>> begin DATASET ROWS

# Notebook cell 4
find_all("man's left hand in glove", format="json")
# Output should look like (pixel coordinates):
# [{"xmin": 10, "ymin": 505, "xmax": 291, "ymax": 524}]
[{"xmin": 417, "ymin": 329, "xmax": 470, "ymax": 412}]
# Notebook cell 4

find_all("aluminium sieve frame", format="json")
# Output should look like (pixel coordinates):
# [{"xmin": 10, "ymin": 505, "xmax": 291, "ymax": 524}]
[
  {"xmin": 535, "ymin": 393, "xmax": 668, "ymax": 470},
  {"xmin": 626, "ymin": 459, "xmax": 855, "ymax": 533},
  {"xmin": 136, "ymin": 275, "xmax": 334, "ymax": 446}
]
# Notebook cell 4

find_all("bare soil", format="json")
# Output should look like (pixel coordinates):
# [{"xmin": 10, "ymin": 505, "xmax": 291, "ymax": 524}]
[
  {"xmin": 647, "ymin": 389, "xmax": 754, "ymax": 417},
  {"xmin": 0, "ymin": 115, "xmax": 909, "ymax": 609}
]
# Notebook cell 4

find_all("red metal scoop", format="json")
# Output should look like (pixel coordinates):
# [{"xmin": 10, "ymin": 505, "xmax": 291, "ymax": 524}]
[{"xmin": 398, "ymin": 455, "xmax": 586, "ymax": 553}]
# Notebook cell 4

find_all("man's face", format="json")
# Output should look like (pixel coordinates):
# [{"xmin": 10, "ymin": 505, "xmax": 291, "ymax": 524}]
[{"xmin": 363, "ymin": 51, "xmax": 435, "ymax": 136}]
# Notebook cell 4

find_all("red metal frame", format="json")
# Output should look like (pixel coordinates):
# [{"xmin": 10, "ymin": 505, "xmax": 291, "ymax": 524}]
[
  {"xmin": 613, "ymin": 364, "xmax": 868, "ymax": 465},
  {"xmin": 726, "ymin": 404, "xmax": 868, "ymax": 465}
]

>> end DATASET ROWS

# WORK INSTRUCTIONS
Substitute "image coordinates" for "pixel coordinates" throughout the material above, changing nothing else.

# FULL OUTPUT
# Notebook cell 4
find_all("man's left hand in glove", format="json")
# Output should look like (image coordinates):
# [{"xmin": 10, "ymin": 505, "xmax": 291, "ymax": 524}]
[{"xmin": 417, "ymin": 329, "xmax": 470, "ymax": 412}]
# Notebook cell 4

find_all("aluminium sieve frame", format="json")
# Output should look like (image coordinates):
# [{"xmin": 10, "ymin": 505, "xmax": 291, "ymax": 524}]
[
  {"xmin": 535, "ymin": 393, "xmax": 668, "ymax": 470},
  {"xmin": 626, "ymin": 459, "xmax": 855, "ymax": 533},
  {"xmin": 136, "ymin": 275, "xmax": 334, "ymax": 446}
]
# Notebook cell 4

find_all("bare soil", format="json")
# Output should look like (image coordinates):
# [{"xmin": 10, "ymin": 505, "xmax": 291, "ymax": 524}]
[
  {"xmin": 647, "ymin": 389, "xmax": 754, "ymax": 417},
  {"xmin": 0, "ymin": 115, "xmax": 909, "ymax": 609}
]
# Notebook cell 4

find_all("red metal scoop", format="json")
# Output should look like (image coordinates):
# [{"xmin": 10, "ymin": 505, "xmax": 291, "ymax": 524}]
[{"xmin": 398, "ymin": 455, "xmax": 586, "ymax": 553}]
# Notebook cell 4

find_all("man's face", format="json")
# Output should look like (image coordinates):
# [{"xmin": 10, "ymin": 505, "xmax": 291, "ymax": 524}]
[{"xmin": 363, "ymin": 51, "xmax": 435, "ymax": 136}]
# Notebook cell 4

find_all("red metal frame", format="json")
# Output should look like (image coordinates):
# [{"xmin": 10, "ymin": 505, "xmax": 291, "ymax": 524}]
[
  {"xmin": 613, "ymin": 364, "xmax": 868, "ymax": 465},
  {"xmin": 726, "ymin": 404, "xmax": 868, "ymax": 465}
]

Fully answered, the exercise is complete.